=== Section Start ===

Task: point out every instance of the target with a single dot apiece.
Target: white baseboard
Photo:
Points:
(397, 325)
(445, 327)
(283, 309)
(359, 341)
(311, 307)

=== Section End ===
=== Section Start ===

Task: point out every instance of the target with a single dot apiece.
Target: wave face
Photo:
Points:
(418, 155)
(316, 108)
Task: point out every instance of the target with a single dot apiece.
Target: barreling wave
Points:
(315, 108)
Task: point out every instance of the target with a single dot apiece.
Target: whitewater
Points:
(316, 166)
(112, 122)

=== Section End ===

▸ What to produce
Count the lines in the entries that hold the word "wave", and give nothing but the total.

▸ Exercise answer
2